[Voci di un insieme di annotazioni a punti]
☆ ☆ ☆ ☆ ☆
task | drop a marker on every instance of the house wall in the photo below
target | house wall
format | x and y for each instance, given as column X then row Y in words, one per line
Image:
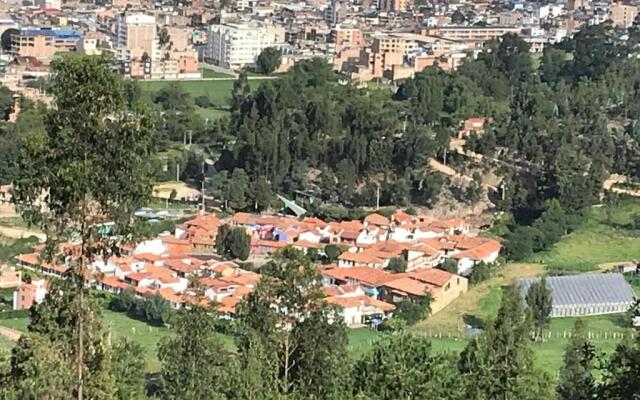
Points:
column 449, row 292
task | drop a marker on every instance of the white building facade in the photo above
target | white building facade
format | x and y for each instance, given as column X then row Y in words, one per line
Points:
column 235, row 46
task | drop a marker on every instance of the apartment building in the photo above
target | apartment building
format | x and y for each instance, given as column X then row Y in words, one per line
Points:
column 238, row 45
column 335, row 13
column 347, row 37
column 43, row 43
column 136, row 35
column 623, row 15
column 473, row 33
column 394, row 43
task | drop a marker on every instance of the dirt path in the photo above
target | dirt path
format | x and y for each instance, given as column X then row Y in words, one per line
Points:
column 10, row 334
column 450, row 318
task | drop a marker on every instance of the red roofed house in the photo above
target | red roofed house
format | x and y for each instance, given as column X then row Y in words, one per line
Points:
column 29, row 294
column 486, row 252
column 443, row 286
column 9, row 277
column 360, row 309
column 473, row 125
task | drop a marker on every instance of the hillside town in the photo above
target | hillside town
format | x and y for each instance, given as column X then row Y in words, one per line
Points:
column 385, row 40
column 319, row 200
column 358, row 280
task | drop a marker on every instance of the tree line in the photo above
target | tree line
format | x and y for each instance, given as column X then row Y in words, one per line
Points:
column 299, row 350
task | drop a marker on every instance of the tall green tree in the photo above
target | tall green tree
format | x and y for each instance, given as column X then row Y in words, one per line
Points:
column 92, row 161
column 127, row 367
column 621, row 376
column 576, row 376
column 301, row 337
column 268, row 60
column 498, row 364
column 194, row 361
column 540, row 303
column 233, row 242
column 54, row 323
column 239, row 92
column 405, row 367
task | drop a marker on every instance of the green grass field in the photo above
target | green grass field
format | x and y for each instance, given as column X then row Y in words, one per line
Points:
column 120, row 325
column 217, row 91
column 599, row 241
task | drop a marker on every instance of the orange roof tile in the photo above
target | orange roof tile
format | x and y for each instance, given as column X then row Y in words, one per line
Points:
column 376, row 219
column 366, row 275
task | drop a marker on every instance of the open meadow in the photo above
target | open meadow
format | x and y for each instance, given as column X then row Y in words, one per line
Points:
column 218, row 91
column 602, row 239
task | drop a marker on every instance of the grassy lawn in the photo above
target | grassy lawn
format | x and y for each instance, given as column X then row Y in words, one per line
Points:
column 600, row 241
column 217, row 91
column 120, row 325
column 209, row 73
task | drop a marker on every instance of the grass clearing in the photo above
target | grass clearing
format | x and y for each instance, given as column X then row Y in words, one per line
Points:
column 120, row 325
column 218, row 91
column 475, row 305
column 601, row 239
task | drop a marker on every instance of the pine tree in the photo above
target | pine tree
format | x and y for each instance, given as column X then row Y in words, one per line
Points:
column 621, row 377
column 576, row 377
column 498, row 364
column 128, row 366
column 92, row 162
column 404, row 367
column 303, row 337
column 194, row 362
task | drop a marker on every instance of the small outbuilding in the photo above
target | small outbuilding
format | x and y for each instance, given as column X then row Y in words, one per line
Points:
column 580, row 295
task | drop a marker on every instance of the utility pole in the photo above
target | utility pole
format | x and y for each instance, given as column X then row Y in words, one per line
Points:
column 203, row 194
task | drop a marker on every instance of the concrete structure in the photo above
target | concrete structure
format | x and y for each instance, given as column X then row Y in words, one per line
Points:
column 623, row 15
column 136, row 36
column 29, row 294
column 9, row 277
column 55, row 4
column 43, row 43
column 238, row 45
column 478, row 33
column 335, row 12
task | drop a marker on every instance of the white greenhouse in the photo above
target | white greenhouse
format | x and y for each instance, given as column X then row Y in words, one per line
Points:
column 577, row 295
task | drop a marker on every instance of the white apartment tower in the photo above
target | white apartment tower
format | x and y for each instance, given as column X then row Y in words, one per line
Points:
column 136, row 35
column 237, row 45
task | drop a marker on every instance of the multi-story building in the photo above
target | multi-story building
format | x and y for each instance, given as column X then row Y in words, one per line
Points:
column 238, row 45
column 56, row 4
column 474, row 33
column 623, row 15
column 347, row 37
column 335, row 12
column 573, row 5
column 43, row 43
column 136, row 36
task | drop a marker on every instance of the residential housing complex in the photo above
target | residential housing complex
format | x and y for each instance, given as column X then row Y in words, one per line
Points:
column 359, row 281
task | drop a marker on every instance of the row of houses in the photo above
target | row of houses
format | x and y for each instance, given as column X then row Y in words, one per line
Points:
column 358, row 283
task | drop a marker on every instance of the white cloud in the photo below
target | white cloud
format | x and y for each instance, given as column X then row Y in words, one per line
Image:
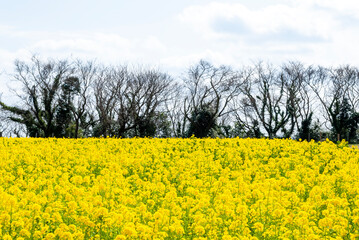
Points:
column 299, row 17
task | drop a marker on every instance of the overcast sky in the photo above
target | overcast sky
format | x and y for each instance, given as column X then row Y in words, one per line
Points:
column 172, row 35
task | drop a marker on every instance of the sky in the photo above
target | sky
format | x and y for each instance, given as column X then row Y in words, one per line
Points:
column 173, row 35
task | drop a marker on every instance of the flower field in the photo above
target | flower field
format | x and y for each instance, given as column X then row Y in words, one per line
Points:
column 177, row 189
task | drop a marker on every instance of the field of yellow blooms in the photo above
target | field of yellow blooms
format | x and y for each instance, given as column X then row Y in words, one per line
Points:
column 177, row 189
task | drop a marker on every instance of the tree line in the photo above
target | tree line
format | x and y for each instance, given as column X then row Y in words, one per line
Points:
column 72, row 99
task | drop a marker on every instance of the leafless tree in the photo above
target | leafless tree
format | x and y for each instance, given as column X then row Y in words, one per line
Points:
☆ ☆ ☆ ☆ ☆
Puoi riscrivere tutto il materiale qui sopra sotto forma di elenco numerato, una riga per voce, omettendo le righe vuote e le immagini?

1. task | drop a marker on every instance of the house wall in the photo below
2. target | house wall
3. format | x and y for each instance, given as column X then row Y in words, one per line
4. Image:
5. Points:
6. column 449, row 292
7. task | drop a marker on every instance of the white building facade in the photo above
8. target | white building facade
9. format | x and y for each instance, given as column X then row Y in words, one per line
10. Points:
11. column 235, row 46
12. task | drop a marker on every instance of the apartment building in the photo above
13. target | apartment building
14. format | x and y for each instance, given as column X then row Y in words, one per line
15. Points:
16. column 238, row 45
17. column 335, row 13
18. column 347, row 37
19. column 43, row 43
20. column 136, row 35
21. column 623, row 15
22. column 473, row 33
23. column 394, row 43
24. task | drop a marker on every instance of the dirt path in the photo above
25. target | dirt path
26. format | x and y for each instance, given as column X then row Y in words, one per line
27. Points:
28. column 10, row 334
29. column 450, row 318
30. task | drop a marker on every instance of the red roofed house in the photo above
31. target | red roofed house
32. format | x and y for each instance, given as column X then row Y in words, one per line
33. Points:
34. column 29, row 294
35. column 486, row 252
36. column 443, row 286
37. column 9, row 277
38. column 360, row 309
39. column 473, row 125
40. task | drop a marker on every instance of the hillside town in the photo above
41. target | hillside town
42. format | x and y for each instance, given as column X then row Y in words, one per line
43. Points:
44. column 385, row 40
45. column 319, row 200
46. column 358, row 280
47. task | drop a marker on every instance of the tree line in the photo above
48. target | tree line
49. format | x and y for each instance, given as column X then row Y in words, one per line
50. Points:
51. column 299, row 350
52. task | drop a marker on every instance of the tall green tree in the photo above
53. target | tall green tree
54. format | x and y for each instance, given as column X then row Y in words, one per line
55. Points:
56. column 92, row 161
57. column 127, row 367
58. column 621, row 376
59. column 576, row 376
60. column 301, row 337
61. column 268, row 60
62. column 498, row 364
63. column 194, row 361
64. column 540, row 303
65. column 233, row 242
66. column 54, row 323
67. column 239, row 92
68. column 405, row 367
69. task | drop a marker on every instance of the green grass field in the photo above
70. target | green grass field
71. format | x and y for each instance, given as column X then row Y in words, one per line
72. Points:
73. column 120, row 325
74. column 217, row 91
75. column 599, row 241
76. task | drop a marker on every instance of the orange roof tile in the photo above
77. target | orange roof tile
78. format | x and y for each instance, given as column X then row Y in words, one per line
79. Points:
80. column 376, row 219
81. column 366, row 275
82. task | drop a marker on every instance of the open meadow in the photo above
83. target | open meadow
84. format | x and y for each instance, given as column X then row Y in words, one per line
85. Points:
86. column 218, row 91
87. column 602, row 239
88. task | drop a marker on every instance of the grassy lawn in the photo above
89. target | grassy lawn
90. format | x and y for each instance, given as column X then row Y in words, one per line
91. Points:
92. column 600, row 241
93. column 217, row 91
94. column 120, row 325
95. column 209, row 73
96. task | drop a marker on every instance of the grass clearing in the photo above
97. target | grass clearing
98. format | x and y for each instance, given as column X then row Y in words, one per line
99. Points:
100. column 120, row 325
101. column 218, row 91
102. column 475, row 305
103. column 601, row 239
104. task | drop a marker on every instance of the pine tree in the photo above
105. target | pine tree
106. format | x and y for each instance, given as column X then row Y in words, one per line
107. Points:
108. column 621, row 377
109. column 576, row 377
110. column 498, row 364
111. column 128, row 366
112. column 92, row 162
113. column 404, row 367
114. column 303, row 337
115. column 194, row 362
116. task | drop a marker on every instance of the small outbuilding in the photo above
117. target | small outbuilding
118. format | x and y for each instance, given as column X then row Y in words, one per line
119. Points:
120. column 580, row 295
121. task | drop a marker on every instance of the utility pole in the photo above
122. target | utility pole
123. format | x and y for each instance, given as column X then row Y in words, one per line
124. Points:
125. column 203, row 194
126. task | drop a marker on every instance of the concrete structure in the photo above
127. target | concrete structure
128. format | x and y for each instance, given as column X then row Y in words, one per line
129. Points:
130. column 623, row 15
131. column 136, row 36
132. column 29, row 294
133. column 9, row 277
134. column 55, row 4
135. column 43, row 43
136. column 238, row 45
137. column 478, row 33
138. column 335, row 12
139. task | drop a marker on every instance of the white greenhouse in the photo above
140. target | white greenhouse
141. format | x and y for each instance, given as column X then row Y in words, one per line
142. Points:
143. column 577, row 295
144. task | drop a marker on every instance of the white apartment tower in the photo above
145. target | white apartment tower
146. format | x and y for each instance, given as column X then row Y in words, one per line
147. Points:
148. column 136, row 35
149. column 237, row 45
150. task | drop a marker on every instance of the multi-story building in the photo above
151. target | multi-story building
152. format | x and y for each instance, given as column X then row Y in words, one per line
153. Points:
154. column 238, row 45
155. column 56, row 4
156. column 474, row 33
157. column 623, row 15
158. column 347, row 37
159. column 335, row 12
160. column 573, row 5
161. column 43, row 43
162. column 136, row 36
163. task | drop a marker on every instance of the residential housing complex in the photo above
164. target | residential housing complex
165. format | x and y for each instance, given as column X then row Y in words, one per line
166. Points:
167. column 359, row 281
168. task | drop a marker on every instance of the row of houses in the photo above
169. target | row of houses
170. format | x and y for each instance, given as column X then row Y in words, one per line
171. Points:
172. column 358, row 283
173. task | drop a marker on every instance of the white cloud in the photo below
174. target | white cloud
175. format | x and y for each instance, given as column X then row Y in words, one per line
176. Image:
177. Points:
178. column 299, row 17
179. task | drop a marker on every instance of the overcast sky in the photo above
180. target | overcast sky
181. format | x and y for each instance, given as column X then row Y in words, one per line
182. Points:
183. column 172, row 35
184. task | drop a marker on every instance of the sky in the photo above
185. target | sky
186. format | x and y for each instance, given as column X then row Y in words, one per line
187. Points:
188. column 173, row 35
189. task | drop a marker on every instance of the flower field in the photo above
190. target | flower field
191. format | x and y for each instance, given as column X then row Y in words, one per line
192. Points:
193. column 177, row 189
194. task | drop a marker on every instance of the field of yellow blooms in the photo above
195. target | field of yellow blooms
196. format | x and y for each instance, given as column X then row Y in words, one per line
197. Points:
198. column 177, row 189
199. task | drop a marker on every instance of the tree line in the photo above
200. target | tree line
201. format | x and y for each instance, given as column X then row Y in words, one per line
202. Points:
203. column 72, row 99
204. task | drop a marker on every instance of the leafless tree in the photo above
205. target | leafless tree
206. format | x and y for each instance, given as column X then row Y in words, one per line
207. Points:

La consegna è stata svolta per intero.